» **Source passage**
Wednesday, February 26, 2014

Cabinet des Modes, 11e Cahier, 3e Planche


A silver Candlestick, with girandoles, with two arms; it is in the newest taste; it is extremely rich in chasing and engraving.

This Candlestick is the work of M. Bouty, Merchant Silversmith, that we have already introduced.


We must advise our Subscribers, before finishing, that the Ribbons au Diadème are already passé, and that the Ribbons au Arc-en-Ciel have taken their place.

These Ribbons are striped in different colors, blended, that is to say, one into the next.

Tuesday, February 25, 2014

Cabinet des Modes, 11e Cahier, 2e Planche

15 April 1786
 Let us compare the times when our Queens themselves went out only in a litter or on horseback, with ours, when they are drawn about in well-enclosed and well-suspended carriages, and with well-bound springs; it will not be difficult to figure out which has the advantage.

Only two coaches were counted under François I: one for the Queen, and the other for Diane, the natural daughter of Henri II. The most qualified Ladies were not long in procuring them. That did not make the number of equipages very considerable (1); but the pomp there was carried so far, that in 1563, at the time of the registering of Charles IX's Letters Patent, for the reformation of luxury, Parliament stopped that the King would be begged to defend coaches through the City. In effect, the Counselors of the Court, no more than the Presidents, never followed this practice in its novelty; they continued to go to the Palace on mules, until the beginning of the seventeenth century. The First President de Thou* had one made, because he had gout; his wife went to Paris on horseback, riding pillion behind a Servant.

(1) Henri IV only had one coach for himself and for the Queen. He wrote to M. de Sully: "I counted on going to see you; but I could not, because my wife went out in my coach".

* Christophe de Thou (1508-1582)

It was only in these times that carriages began to multiply; previously there were hardly any Ladies who used them. It is said that the first of the Lords of the Court who had one, was Jean de Laval de Bois-Dauphin, whose excessive girth prevented him from walking and mounting a horse.

Carriages had the fate of all new inventions, which only rise successively to their perfection. The first ones made were round, and only held two people; they were given later a greater capacity, they were made square, and they sat four people. They were closed with large leather doors, that were lowered for entry; only curtains were used. Bassompière, in the reign of Louis XIII, was the first who had made a little carriage with windows. Nothing is lacking today, whether in comfort or magnificence. They are decorated on the outside with very-well finished paintings, and protected by precious varnish; they are covered within with velvet or wool.

» **Exercise set**
a – Please set down the Cabinet des Modes excerpt word for word from "It was only" to "mounting a horse.".
b – According to the Cabinet des Modes excerpt, who was said to be the first Lord of the Court to have a carriage?

» **Material provided**

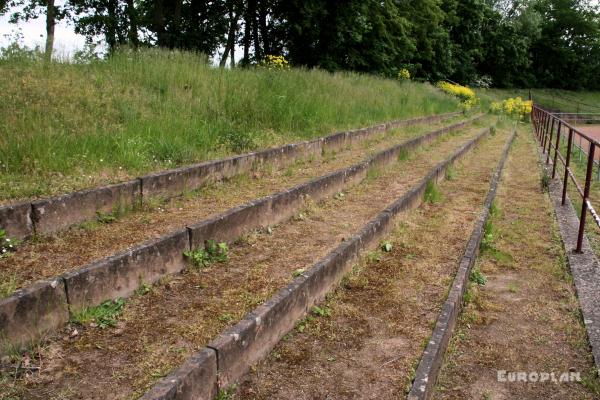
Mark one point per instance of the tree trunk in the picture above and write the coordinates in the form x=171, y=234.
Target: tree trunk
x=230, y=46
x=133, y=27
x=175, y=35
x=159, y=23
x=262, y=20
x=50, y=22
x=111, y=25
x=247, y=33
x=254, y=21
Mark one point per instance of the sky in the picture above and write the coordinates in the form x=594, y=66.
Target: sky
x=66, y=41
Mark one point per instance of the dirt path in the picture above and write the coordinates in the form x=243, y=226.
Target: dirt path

...

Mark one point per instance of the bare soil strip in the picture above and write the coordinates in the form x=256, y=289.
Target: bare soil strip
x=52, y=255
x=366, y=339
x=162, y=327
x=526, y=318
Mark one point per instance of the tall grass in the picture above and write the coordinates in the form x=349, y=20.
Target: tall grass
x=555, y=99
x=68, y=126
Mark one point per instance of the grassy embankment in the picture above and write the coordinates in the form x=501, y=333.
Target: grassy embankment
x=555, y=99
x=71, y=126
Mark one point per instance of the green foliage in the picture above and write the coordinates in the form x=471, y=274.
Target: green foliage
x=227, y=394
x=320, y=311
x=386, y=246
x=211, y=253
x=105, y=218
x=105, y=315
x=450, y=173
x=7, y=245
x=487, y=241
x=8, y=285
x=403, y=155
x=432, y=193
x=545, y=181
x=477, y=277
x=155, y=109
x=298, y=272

» **The responses**
a –
It was only in these times that carriages began to multiply; previously there were hardly any Ladies who used them. It is said that the first of the Lords of the Court who had one, was Jean de Laval de Bois-Dauphin, whose excessive girth prevented him from walking and mounting a horse.

b – Jean de Laval de Bois-Dauphin